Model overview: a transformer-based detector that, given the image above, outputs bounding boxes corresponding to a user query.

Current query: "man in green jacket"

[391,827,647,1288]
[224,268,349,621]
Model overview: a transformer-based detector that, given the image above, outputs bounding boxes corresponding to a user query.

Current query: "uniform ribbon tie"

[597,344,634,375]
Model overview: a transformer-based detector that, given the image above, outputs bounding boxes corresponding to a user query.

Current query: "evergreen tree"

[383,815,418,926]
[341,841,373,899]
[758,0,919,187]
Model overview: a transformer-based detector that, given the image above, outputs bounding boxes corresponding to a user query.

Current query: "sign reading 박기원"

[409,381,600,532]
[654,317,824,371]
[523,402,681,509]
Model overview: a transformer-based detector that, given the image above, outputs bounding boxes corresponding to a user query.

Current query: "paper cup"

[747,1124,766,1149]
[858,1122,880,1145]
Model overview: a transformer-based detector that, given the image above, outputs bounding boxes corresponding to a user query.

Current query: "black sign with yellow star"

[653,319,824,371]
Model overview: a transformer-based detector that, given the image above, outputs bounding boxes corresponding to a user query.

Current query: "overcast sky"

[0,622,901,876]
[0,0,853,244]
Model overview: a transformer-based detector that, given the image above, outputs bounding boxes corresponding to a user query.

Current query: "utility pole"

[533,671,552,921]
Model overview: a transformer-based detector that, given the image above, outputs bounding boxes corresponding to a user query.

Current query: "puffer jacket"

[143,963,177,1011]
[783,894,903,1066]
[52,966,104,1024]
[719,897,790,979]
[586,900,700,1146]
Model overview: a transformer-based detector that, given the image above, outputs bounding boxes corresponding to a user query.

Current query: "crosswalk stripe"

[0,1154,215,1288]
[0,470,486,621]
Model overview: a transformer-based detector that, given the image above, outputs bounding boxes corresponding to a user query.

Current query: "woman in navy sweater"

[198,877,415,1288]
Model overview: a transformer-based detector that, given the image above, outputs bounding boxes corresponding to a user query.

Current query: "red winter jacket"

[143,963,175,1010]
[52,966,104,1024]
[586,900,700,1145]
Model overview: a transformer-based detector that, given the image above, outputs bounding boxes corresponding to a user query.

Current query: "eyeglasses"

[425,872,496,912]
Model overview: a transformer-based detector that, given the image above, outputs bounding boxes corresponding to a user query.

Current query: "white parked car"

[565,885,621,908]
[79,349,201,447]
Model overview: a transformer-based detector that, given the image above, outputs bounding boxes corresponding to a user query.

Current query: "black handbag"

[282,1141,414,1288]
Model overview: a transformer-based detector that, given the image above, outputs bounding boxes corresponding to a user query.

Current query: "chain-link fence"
-=-=-
◆ Objective: Copy out every one of the records above word for word, keeping each line in its original order.

◆ Expected answer:
Model overview: a transformer-based detector that, given the image above, outputs bounding boxes corresponding to a user query.

Current query: "man in green jacket"

[391,827,647,1288]
[224,268,349,621]
Model overview: a transformer-based detector that, given the image above, outputs bounding boxes corresponding to a user query.

Current query: "uniform ribbon tie"

[597,344,634,375]
Model overview: a transformer-based detector that, given the image above, outputs bounding boxes corresponding to a user query.

Current query: "evergreen tree"

[383,815,418,926]
[341,841,373,899]
[758,0,919,187]
Model overview: a transformer-based detector that, given the image above, outputs bounding boxes corresponding to a user query.

Current query: "sign reading 박기원"

[409,381,600,532]
[654,317,824,371]
[523,402,681,509]
Model overview: a transformer-based detector that, given the image above, outputs bounding boxes corresponding to a user query.

Current query: "paper cup"

[747,1124,766,1149]
[858,1122,880,1145]
Model overview: a transformer-based detector that, given the image above, outputs bounding boxes corresponding to a user query.

Current query: "black sign with yellow star"

[653,319,824,371]
Model overview: a transformer-based detector that, given the image above, outputs bounding boxes corresponding to a user query.

Current query: "overcast sky"

[0,622,901,876]
[0,0,853,244]
Model overview: a transformer-based detector that, given the image above, outputs bounding boxes corresponding to a user query.

Current query: "utility pole"

[533,671,552,921]
Model overview: a transformer-based detector that, given the image above, outputs bounding boxes corresponding to a user query.

Current query: "puffer jacket"

[143,963,177,1011]
[783,894,903,1066]
[52,966,104,1024]
[719,897,790,979]
[586,900,700,1146]
Model overview: a transformer-based detector that, given the image above, outputs bounding boxes corresponding to a user query.

Current query: "crosswalk stripe"

[0,1154,215,1288]
[0,470,486,621]
Model overview: a transformer-based detector that, given the image above, outputs bounding boxes corresponding to a user query.

Current query: "woman in navy sweater"

[198,877,415,1288]
Model overview: a transformer-based detector that, given the image above, outputs bounding boxes corresponding to a user query.

Current query: "red winter jacket"

[143,963,175,1010]
[52,966,104,1024]
[586,900,700,1145]
Model overview: a transformer-based detector that, given the image above, outputs bounding boxes corresponding to a user query.

Current query: "eyeglasses"

[425,872,496,912]
Model overview: a transformer-based detector that, given the image above, outputs bounding boxes corresponding to a user query.

Current query: "white parked car"

[565,885,621,908]
[79,349,201,447]
Model overview: a transformer-based detector that, given the image above, outputs bounding boxes corresponding to a user query.

Current query: "black handbag"

[282,1141,414,1288]
Model overview: a transformer-based detector that, given the image above, outputs bounding boxes corresponding to a user query.

Current query: "chain-link fence"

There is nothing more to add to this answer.